[Records from a collection]

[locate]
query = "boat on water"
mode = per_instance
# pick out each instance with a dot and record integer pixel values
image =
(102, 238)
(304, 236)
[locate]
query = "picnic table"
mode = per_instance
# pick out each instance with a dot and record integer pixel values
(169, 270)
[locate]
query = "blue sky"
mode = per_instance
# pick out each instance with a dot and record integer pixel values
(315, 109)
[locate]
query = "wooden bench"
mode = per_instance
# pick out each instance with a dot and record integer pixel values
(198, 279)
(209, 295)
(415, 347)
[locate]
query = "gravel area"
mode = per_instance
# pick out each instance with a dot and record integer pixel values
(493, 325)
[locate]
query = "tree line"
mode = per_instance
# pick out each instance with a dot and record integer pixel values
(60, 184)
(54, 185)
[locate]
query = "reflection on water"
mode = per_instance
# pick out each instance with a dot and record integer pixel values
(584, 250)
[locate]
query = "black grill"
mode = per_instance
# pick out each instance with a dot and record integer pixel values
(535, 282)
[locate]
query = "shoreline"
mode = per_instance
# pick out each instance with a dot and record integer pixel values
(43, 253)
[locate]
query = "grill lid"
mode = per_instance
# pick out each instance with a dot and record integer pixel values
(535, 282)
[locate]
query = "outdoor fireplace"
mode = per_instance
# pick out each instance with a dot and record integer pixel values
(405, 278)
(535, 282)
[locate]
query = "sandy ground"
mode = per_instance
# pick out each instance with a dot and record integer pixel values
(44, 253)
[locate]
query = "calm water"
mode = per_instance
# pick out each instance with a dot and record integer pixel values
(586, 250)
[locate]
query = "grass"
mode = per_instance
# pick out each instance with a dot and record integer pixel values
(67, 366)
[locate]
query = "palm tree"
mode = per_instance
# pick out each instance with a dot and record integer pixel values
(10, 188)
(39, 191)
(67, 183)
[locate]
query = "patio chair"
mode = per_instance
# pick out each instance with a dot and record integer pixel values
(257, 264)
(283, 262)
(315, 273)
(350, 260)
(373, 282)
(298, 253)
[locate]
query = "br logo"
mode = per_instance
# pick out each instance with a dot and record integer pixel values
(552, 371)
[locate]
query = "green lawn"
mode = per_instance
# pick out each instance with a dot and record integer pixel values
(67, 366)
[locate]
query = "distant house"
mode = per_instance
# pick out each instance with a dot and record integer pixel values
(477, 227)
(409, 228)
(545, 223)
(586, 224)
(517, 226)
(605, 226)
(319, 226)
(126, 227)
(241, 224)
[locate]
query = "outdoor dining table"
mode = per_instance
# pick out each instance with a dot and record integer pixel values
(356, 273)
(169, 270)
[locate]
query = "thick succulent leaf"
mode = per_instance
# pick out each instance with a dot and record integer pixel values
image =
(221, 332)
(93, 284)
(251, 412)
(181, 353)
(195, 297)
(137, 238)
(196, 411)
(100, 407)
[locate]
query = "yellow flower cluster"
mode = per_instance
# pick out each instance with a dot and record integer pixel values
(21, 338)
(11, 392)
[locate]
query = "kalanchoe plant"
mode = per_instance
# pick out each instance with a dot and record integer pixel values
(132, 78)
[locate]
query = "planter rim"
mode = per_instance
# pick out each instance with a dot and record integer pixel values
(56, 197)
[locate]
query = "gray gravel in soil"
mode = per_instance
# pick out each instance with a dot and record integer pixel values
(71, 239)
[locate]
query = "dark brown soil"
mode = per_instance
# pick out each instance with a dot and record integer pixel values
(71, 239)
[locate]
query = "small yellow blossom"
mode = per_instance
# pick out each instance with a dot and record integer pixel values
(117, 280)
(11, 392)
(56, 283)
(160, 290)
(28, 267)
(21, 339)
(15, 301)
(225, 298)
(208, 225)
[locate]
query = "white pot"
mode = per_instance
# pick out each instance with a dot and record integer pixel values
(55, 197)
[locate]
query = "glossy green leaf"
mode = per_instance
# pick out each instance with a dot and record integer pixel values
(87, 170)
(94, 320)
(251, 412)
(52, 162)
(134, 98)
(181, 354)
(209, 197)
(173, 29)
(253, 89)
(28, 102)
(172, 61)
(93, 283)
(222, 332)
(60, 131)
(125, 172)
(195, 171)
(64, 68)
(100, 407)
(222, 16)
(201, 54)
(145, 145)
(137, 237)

WHAT IS NEEDED: Write every record out again, unaltered.

ANSWER SECTION:
[locate]
query = "boat on water"
mode = per_instance
# pick out each instance with a dot and record integer pixel values
image =
(102, 238)
(304, 236)
[locate]
query = "picnic table"
mode = per_instance
# pick out each instance with a dot and record integer pixel values
(169, 270)
[locate]
query = "blue sky"
mode = per_instance
# pick out each instance with a dot and record integer pixel values
(315, 109)
[locate]
query = "wooden bench"
mode = per_instance
# pick out each instance with a dot and record integer pixel values
(198, 279)
(209, 295)
(415, 347)
[locate]
query = "gravel area"
mode = per_instance
# pick out each instance with a dot and record integer pixel values
(493, 325)
[locate]
query = "tree line"
mode = per_instance
# pick out each instance with a dot and record integer pixel values
(60, 184)
(54, 185)
[locate]
query = "reflection on water"
mode = per_instance
# pick out each instance with a dot and record integer pixel values
(584, 250)
[locate]
query = "black grill"
mode = per_instance
# pick out each instance with a dot and record integer pixel values
(535, 282)
[locate]
query = "shoreline"
mode = per_instance
# pick out each instance with a dot and record integer pixel values
(43, 253)
[locate]
query = "grill lid"
mode = per_instance
# pick out each instance with a dot and record integer pixel values
(535, 282)
[locate]
query = "outdoor fireplace"
mode = per_instance
# pick out each instance with a dot and record integer pixel values
(405, 278)
(535, 282)
[locate]
query = "sandy ground"
mode = per_instance
# pick out each instance with a dot and record integer pixel values
(44, 253)
[locate]
query = "calm water"
mode = per_instance
# pick out each instance with a dot and record integer pixel values
(586, 250)
[locate]
query = "grass"
mode = per_instance
# pick out each instance with a dot and record integer pixel values
(67, 366)
[locate]
query = "palm tree"
mode = per_instance
# pick out each instance with a dot and record integer pixel values
(10, 188)
(39, 191)
(67, 183)
[locate]
query = "patio chair"
mode = per_instance
# pick out each instance with a dot and record integer pixel values
(257, 264)
(283, 262)
(315, 273)
(350, 260)
(373, 282)
(298, 253)
[locate]
query = "br logo"
mode = per_instance
# pick out each instance with a dot and record integer pixel values
(552, 371)
[locate]
query = "green lawn"
mode = per_instance
# pick out each instance with a dot and record integer pixel values
(67, 366)
[locate]
query = "distant house"
mode = per_instance
# pick out each instance with a dot and record integer pixel values
(477, 227)
(409, 228)
(545, 223)
(586, 224)
(517, 226)
(605, 226)
(319, 226)
(126, 227)
(241, 224)
[locate]
query = "outdoor dining table"
mode = per_instance
# pick out each instance with a dot and record integer pixel values
(356, 273)
(169, 270)
[locate]
query = "thick succulent leaf"
mode = per_instance
# pick out each instance with a dot and record integer pixel values
image =
(221, 332)
(93, 284)
(251, 412)
(181, 353)
(195, 297)
(137, 238)
(196, 411)
(100, 407)
[locate]
query = "yellow flower cluster"
mode = per_instance
# pick out each instance with a dot and record integer pixel values
(21, 338)
(11, 392)
[locate]
query = "kalanchoe plant"
mode = per_instance
# pick out each instance with a dot and record integer pixel values
(132, 78)
[locate]
query = "planter rim"
mode = per_instance
# pick out each instance with a dot and record integer pixel values
(56, 197)
[locate]
query = "gray gravel in soil"
mode = per_instance
# pick out each instance with a dot and record integer pixel values
(71, 239)
[locate]
query = "dark brown soil"
mode = per_instance
# pick out each instance with a dot and record integer pixel values
(71, 239)
[locate]
query = "small yellow blossom"
mode = per_instance
# pick out each instance with a dot and record integer pixel values
(117, 280)
(11, 392)
(56, 283)
(160, 290)
(28, 267)
(21, 339)
(15, 301)
(225, 298)
(208, 225)
[locate]
query = "white pot"
mode = per_instance
# pick out each instance with a dot and record integer pixel values
(55, 197)
[locate]
query = "glossy green leaf"
mode = per_instance
# pick out each instance with a dot and record integer pixel values
(87, 170)
(94, 320)
(251, 412)
(52, 162)
(134, 98)
(181, 354)
(209, 197)
(173, 29)
(253, 89)
(28, 102)
(172, 61)
(93, 283)
(222, 332)
(60, 131)
(125, 172)
(195, 171)
(64, 68)
(100, 407)
(222, 16)
(201, 54)
(145, 145)
(137, 237)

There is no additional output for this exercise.